**Direction**
Show each line in the items below that contains the word "provide".

+ + + + +

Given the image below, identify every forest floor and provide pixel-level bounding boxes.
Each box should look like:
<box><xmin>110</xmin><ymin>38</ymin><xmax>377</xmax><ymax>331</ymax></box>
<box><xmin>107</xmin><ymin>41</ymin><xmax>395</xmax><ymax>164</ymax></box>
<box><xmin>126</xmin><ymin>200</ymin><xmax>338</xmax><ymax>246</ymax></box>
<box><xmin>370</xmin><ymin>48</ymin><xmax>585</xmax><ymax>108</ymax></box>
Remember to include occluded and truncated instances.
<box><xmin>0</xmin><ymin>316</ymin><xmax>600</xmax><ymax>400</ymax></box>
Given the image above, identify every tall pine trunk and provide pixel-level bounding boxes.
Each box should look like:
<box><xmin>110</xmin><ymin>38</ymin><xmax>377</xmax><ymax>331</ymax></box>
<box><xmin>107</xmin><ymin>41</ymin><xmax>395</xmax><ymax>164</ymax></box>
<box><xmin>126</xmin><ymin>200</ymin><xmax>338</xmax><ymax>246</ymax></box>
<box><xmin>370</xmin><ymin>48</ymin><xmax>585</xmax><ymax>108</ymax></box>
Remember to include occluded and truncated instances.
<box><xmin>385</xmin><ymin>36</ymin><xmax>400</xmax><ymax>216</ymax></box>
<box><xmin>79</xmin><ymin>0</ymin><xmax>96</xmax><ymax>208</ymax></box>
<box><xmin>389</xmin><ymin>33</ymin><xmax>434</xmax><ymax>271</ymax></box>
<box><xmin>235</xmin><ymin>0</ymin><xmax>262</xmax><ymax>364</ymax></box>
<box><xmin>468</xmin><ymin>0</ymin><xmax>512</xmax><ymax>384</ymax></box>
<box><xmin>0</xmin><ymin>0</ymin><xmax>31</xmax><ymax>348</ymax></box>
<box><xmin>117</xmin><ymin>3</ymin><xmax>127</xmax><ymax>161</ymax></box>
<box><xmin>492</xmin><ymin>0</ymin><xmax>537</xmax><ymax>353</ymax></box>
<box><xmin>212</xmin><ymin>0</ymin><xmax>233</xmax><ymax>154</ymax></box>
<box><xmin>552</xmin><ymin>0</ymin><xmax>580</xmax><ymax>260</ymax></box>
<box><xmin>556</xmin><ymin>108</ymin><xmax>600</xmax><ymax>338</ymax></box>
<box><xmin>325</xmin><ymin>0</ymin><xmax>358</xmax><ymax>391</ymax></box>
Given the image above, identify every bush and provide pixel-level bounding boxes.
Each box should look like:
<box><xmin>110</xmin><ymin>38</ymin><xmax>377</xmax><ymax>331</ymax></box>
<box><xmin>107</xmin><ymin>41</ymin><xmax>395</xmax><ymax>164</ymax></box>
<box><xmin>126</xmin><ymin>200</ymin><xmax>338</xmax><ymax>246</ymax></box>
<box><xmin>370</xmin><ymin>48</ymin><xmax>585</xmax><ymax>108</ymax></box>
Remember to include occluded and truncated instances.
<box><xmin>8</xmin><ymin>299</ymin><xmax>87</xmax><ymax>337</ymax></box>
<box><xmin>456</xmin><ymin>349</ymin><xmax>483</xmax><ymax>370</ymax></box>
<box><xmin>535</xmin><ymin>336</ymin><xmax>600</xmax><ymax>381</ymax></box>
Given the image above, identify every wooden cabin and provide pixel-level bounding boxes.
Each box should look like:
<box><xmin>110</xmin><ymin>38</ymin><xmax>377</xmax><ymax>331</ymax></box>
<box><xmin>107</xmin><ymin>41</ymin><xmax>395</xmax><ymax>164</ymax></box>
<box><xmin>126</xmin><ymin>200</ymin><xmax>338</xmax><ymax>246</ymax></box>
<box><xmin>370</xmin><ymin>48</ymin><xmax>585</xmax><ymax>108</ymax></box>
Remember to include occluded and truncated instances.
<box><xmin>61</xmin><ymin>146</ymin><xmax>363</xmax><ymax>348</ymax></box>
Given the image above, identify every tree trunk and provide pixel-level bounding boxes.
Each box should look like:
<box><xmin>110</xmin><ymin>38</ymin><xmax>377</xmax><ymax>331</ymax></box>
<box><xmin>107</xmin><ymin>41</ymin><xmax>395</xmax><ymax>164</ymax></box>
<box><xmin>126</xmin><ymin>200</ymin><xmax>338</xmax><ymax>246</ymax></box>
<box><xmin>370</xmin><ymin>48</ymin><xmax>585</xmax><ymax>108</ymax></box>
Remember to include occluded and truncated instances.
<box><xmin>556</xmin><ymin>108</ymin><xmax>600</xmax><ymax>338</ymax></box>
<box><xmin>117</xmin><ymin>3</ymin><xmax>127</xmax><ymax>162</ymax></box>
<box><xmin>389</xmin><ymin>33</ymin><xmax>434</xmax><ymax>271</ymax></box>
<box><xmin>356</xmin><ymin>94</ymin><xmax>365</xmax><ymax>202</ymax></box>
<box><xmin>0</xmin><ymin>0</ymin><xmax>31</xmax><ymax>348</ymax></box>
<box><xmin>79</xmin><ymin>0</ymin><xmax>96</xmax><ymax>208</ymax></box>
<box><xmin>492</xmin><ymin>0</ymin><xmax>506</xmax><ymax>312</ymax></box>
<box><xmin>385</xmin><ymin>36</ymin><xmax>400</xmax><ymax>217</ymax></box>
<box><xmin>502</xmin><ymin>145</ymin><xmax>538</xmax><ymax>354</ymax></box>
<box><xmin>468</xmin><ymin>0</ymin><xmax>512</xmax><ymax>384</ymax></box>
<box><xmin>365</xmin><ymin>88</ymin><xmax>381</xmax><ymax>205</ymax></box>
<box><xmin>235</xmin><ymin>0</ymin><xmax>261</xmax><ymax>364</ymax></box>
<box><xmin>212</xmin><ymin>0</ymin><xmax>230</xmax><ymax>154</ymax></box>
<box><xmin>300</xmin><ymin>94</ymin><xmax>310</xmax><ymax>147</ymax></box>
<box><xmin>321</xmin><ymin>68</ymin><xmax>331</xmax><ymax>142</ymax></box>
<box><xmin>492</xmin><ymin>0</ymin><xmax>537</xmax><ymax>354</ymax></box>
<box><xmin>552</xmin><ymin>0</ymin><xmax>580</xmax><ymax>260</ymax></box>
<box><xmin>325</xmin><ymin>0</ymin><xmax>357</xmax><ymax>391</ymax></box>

+ + + + +

**Exercise result**
Given the image below, identify every forest floor and provide pixel-level bounding boxes.
Given the image above, identify every tall pine trunk and provide pixel-level bounding boxes.
Given the image above, identify every bush and provide pixel-level bounding boxes.
Given the image above, identify every wooden cabin and provide pixel-level bounding boxes.
Given the image above, identify every tree trunk and provide pixel-level bounding boxes.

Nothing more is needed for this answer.